▶ Your objective: Omit every picture and return the rest of the data unaltered.

▶ Given records:

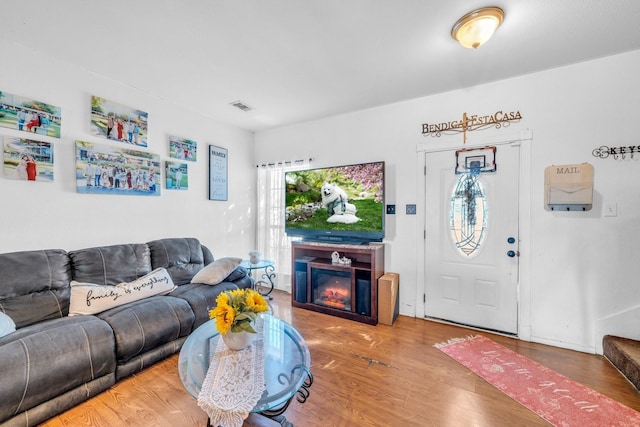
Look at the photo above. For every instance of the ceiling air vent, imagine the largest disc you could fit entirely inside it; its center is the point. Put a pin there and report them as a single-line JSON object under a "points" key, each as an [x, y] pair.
{"points": [[241, 106]]}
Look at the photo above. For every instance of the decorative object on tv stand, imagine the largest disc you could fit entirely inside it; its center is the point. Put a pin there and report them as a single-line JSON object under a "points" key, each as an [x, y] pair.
{"points": [[336, 259], [254, 257], [235, 313]]}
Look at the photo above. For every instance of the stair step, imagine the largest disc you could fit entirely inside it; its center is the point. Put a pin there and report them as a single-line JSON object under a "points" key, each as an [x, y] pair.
{"points": [[624, 354]]}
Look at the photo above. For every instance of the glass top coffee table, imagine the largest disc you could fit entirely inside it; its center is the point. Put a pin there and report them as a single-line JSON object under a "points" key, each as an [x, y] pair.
{"points": [[287, 364]]}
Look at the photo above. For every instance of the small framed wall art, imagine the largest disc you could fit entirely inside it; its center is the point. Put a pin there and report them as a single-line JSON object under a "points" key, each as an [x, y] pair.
{"points": [[183, 149], [107, 169], [218, 173], [28, 160], [176, 175], [27, 115], [118, 122]]}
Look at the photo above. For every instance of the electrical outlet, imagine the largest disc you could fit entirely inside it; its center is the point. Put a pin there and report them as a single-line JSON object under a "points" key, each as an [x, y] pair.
{"points": [[611, 209]]}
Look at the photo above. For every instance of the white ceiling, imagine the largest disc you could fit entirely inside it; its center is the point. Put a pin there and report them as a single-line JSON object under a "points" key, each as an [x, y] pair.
{"points": [[298, 60]]}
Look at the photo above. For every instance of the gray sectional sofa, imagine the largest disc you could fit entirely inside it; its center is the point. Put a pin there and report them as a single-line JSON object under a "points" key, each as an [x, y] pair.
{"points": [[54, 361]]}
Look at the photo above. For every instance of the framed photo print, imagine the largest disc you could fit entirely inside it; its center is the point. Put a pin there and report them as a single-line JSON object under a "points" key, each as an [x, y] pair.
{"points": [[176, 175], [28, 160], [218, 173], [107, 169], [118, 122], [183, 149], [28, 115]]}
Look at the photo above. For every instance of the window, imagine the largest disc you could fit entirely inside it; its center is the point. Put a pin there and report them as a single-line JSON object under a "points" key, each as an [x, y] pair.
{"points": [[271, 238]]}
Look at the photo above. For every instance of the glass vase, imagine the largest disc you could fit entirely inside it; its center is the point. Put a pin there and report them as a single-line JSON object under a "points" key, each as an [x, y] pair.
{"points": [[237, 340]]}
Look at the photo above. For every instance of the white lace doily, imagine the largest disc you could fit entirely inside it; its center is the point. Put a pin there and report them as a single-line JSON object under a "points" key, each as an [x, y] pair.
{"points": [[234, 382]]}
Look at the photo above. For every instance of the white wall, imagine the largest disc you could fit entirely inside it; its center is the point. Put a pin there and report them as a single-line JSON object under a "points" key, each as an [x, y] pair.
{"points": [[582, 267], [53, 215]]}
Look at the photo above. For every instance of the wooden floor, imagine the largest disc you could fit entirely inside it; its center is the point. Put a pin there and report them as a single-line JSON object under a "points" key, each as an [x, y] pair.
{"points": [[363, 376]]}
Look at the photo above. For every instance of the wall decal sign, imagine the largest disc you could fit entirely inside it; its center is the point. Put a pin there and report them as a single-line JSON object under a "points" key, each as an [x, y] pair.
{"points": [[218, 173], [617, 153], [471, 123]]}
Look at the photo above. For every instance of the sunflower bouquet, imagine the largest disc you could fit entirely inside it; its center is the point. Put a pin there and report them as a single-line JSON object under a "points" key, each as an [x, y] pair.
{"points": [[236, 310]]}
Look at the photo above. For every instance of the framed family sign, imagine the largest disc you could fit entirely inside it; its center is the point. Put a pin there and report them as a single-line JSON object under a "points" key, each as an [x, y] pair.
{"points": [[218, 173]]}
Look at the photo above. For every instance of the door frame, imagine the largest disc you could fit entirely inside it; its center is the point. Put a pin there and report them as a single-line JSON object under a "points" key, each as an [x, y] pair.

▶ The output:
Look at the photo above. For every instance of the ceiling air vent, imagine the largest disc you could fit entirely inside it; its center is the point. Put a pin there and report them as a single-line JSON object under a "points" key, each as an [x, y] pair.
{"points": [[241, 106]]}
Look at the photo above. For every instance of the decorative object on tv stand, imagine the largest disc you could fit entirely inside it; its center is the point. Put a pin there and report them as a single-line JSON object under a "points" key, each as an [x, y] pair.
{"points": [[336, 259], [254, 257], [235, 313]]}
Look at the photo above. For every instance of the stair step, imagine the largest disc you could fit entirely inside it; its center is the point. Put a pin there and report them as a single-line JSON object under a "points" key, each as an [x, y] pair.
{"points": [[624, 354]]}
Look at the photo above. For every instance of the glass top coffee table, imagine the largest disc you could fit entirely inside it; its center is the point. Put a pin there and report them as a single-line JSON object under a "points" key, each as an [x, y] pair.
{"points": [[287, 364]]}
Look at the photo above. For every instance of the small framed wall art, imagine the largest disc you could fit entirely inside it; its center is the point. Put a pin there and report them as a single-line JSON object under a "points" key, each as an [x, y] pair.
{"points": [[183, 149], [107, 169], [218, 173], [28, 160], [176, 175], [27, 115], [118, 122]]}
Look at the photo above. For every instance of the electrical outlet, imagine the largest disc you could fit entirely inside it; its center is the point. Put a pin there and report them as a single-line JSON object under a "points" key, each as an [x, y] pair.
{"points": [[611, 209]]}
Look at the photo above. For every instance of the white ceiling, imagine the largest disc you could fit entirely inside it; its center is the point. Put a pin there and report them as a single-line JSON object under a "points" key, each as an [x, y] pair.
{"points": [[298, 60]]}
Look at the photo above. For every instance of the gray sectional sofa, imagine the largest disc you could fit entirely inside it; its center is the point. Put a pin there and report them as a single-line JSON object under a "points" key, each as an [x, y] pair.
{"points": [[54, 361]]}
Look at the photo above. For every instance of the framed photo print, imagine the largest disc you could fit entirely inside it; its center is the point. Put a pin there and report them as a single-line JSON object under a "points" key, each as an [x, y] pair.
{"points": [[176, 175], [28, 160], [218, 173], [107, 169], [118, 122], [183, 149], [28, 115]]}
Look at the photo above. For every instance of the window, imagine the largest disc you could fit entirely inside it; its center is the point. Put a pin there and report them as a single-line JSON object under a "points" key, each as an [x, y] pair.
{"points": [[271, 238]]}
Look at the photo above. For every instance of the glass vase, imagine the largest disc you could fit entirely inside it; its center is the point. Put a pin there and report them as a single-line JSON object under a "points" key, each as an [x, y] pair.
{"points": [[237, 340]]}
Look at the photo above. For every instance of the white lace doily, imagine the largest disc you could fit entirely inside it; its center is the point. Put a pin there and report them as a single-line JSON object under a "points" key, each as an [x, y] pair.
{"points": [[234, 382]]}
Look at the photo above. For every instance of the white wall, imagine the largest disc you could fit entirely inside it; its center is the point. Put a pin there and report them as a single-line JSON object under a "points" key, each as an [x, y] pair.
{"points": [[582, 267], [53, 215]]}
Look at the photo above. For every instance of the wooden floor, imagine the largest disc you could fit entirely inside it; its center is the point. Put a pin there and report them as a single-line JSON object under a "points" key, each as an [x, y] pair.
{"points": [[363, 376]]}
Look at the photo above. For every instance of the wall decal sign, imagine the largest disc you could fit entirely inside it; its center is the point. Put a pin there and report them as a single-line JSON object under a "points" key, each as an [x, y] pair.
{"points": [[218, 173], [617, 153], [471, 123]]}
Look at the photo above. For every instance of the sunflower bouquet, imagine the largest disc you could fit entirely inside it; its center is the point. Put a pin there and report them as a single-line JSON object under a "points" key, each as an [x, y] pair.
{"points": [[236, 310]]}
Look at the photo above. For every instance of the framed family sign, imagine the largest disc you could fit entirely inside it; its center is the point. Put a pin there and report them as a single-line JSON object under a "points" key, each as an [x, y] pair.
{"points": [[218, 173]]}
Look at the photo above. For every instance of the door frame, imagine the largest disc you could fit entirely inside it; its center is the point. Put a pin there and report them as a single-line JSON object under a "points" key, each as an [x, y] pair.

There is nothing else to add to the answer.